━━ Untersuchter Text

Das Fundament steht 
Es ist jetzt 18cm tief geworden, doch etwas tiefer wie ursprünglich geplant  
Eine Steinreihe wurde auch schon gesetzt, leider habe ich vom Fundament selbst kein Bild, dass hatte ich im Zementierwahn vergessen 
Ich hätte übrigens nicht gedacht das ich SOOOOOOOOOOOO viel Zement für den Sockel anrühren muss, glaube ich war 5h reine Arbeiteszeit damit beschäft :shock
   
Als nächstes wird dann die Mauer hochgezogen und der Boden davor begradigt.

Noch ein kurzes Bild vom Teich
 




Ich wünsche euch allen noch einen schönen Sonntag.


_______
Grüße
Marcel


----------



## Poroton (5. Aug. 2012)

*AW: Jetzt wird endlich umgebaut*

Hallo Marcel,

die Steine könnte ich mir für meinen Teich auch vorstellen...

Kannst du mir die Maße, sowie den Preis pro Stein (bzw. m³) nennen?
Wo hast du sie gekauft?

Gruß Thomas


----------



## doh (7. Aug. 2012)

*AW: Jetzt wird endlich umgebaut*

Hallo Thomas

7,99€ pro Stein
Maße: 40 x  20 x 15
Lieferant war Bähr in Bammental

Hoffe ich konnte dir damit helfen.

______
Grüße
Marcel


----------



## doh (8. Aug. 2012)

*AW: Jetzt wird endlich umgebaut*

Guten Abend,
ich bin gerade ein wenig dabei mir die restlichen Teile für den Filterumbau zu beschaffen.
Mir stellen sich da einige Fragen die ihr mir hoffentlich beantworten könnt.

━━━━
━━ Datensatzauszug

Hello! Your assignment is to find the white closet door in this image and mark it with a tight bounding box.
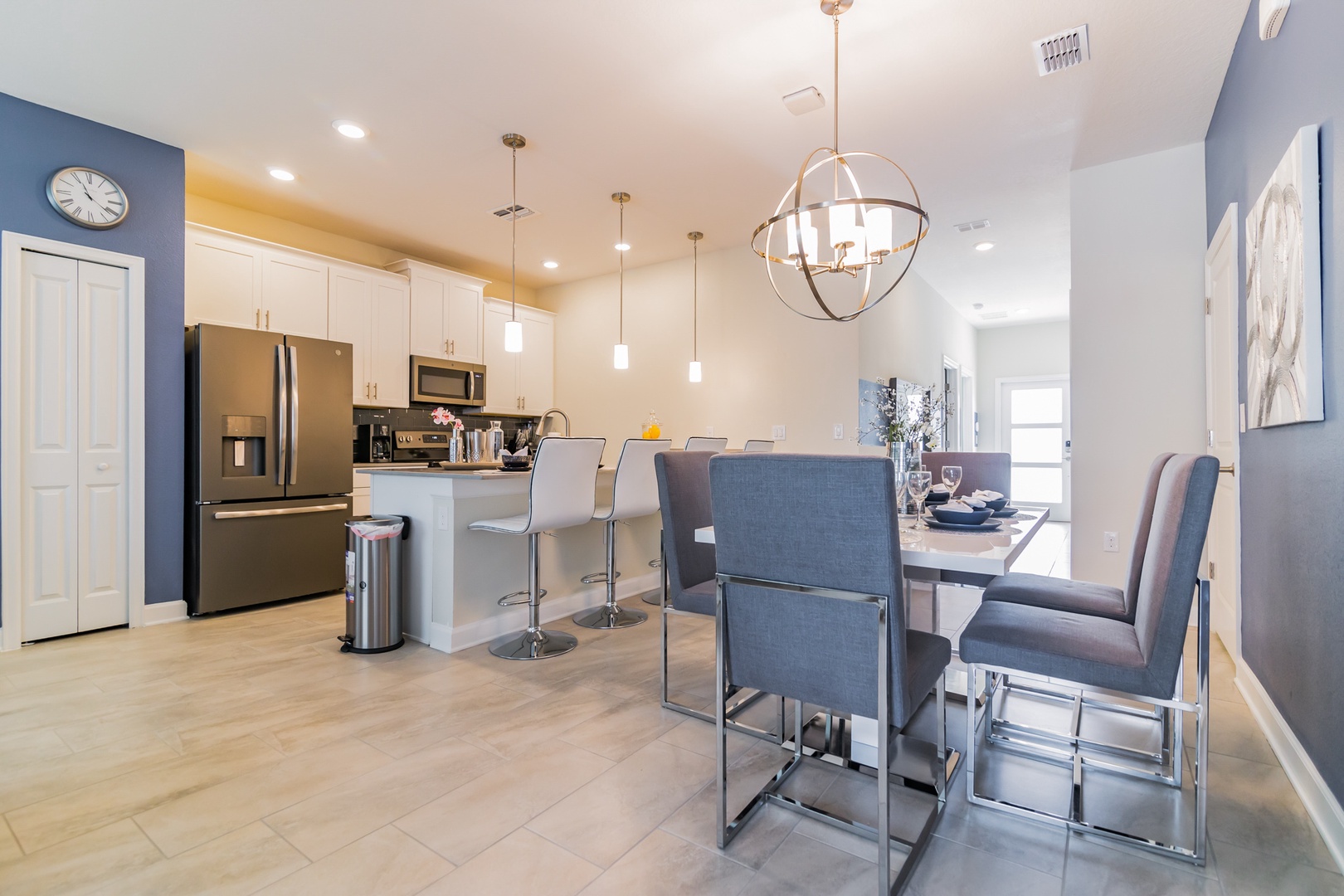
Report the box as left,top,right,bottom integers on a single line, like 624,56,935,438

━━━━

__Aufgaben__.
1. Wie tief ist das Fundament laut dem Forumsauszug zum Teichumbau geworden?
2. Prüfen Sie, ob die folgenden Aussagen mit dem Forumsauszug zum Teichumbau übereinstimmen. Antworten Sie jeweils mit Ja oder Nein und zitieren Sie die entscheidenden Worte wörtlich.
(a) Ein Stein kostete 7,99 €.
(b) Vom Fundament selbst liegt ein Bild vor.
(c) Die Steine wurden von Bähr in Bammental geliefert.
3. Schreiben Sie aus dem Forumsauszug zum Teichumbau die Stelle wortgetreu ab, die mit „die Steine könnte“ beginnt und mit „du sie gekauft?“ endet.

__Lösungen__.
1. Das Fundament ist 18 cm tief geworden.

2.
(a) Ja: „7,99€ pro Stein“
(b) Nein: „leider habe ich vom Fundament selbst kein Bild“
(c) Ja: „Lieferant war Bähr in Bammental“

3.
die Steine könnte ich mir für meinen Teich auch vorstellen...

Kannst du mir die Maße, sowie den Preis pro Stein (bzw. m³) nennen?
Wo hast du sie gekauft?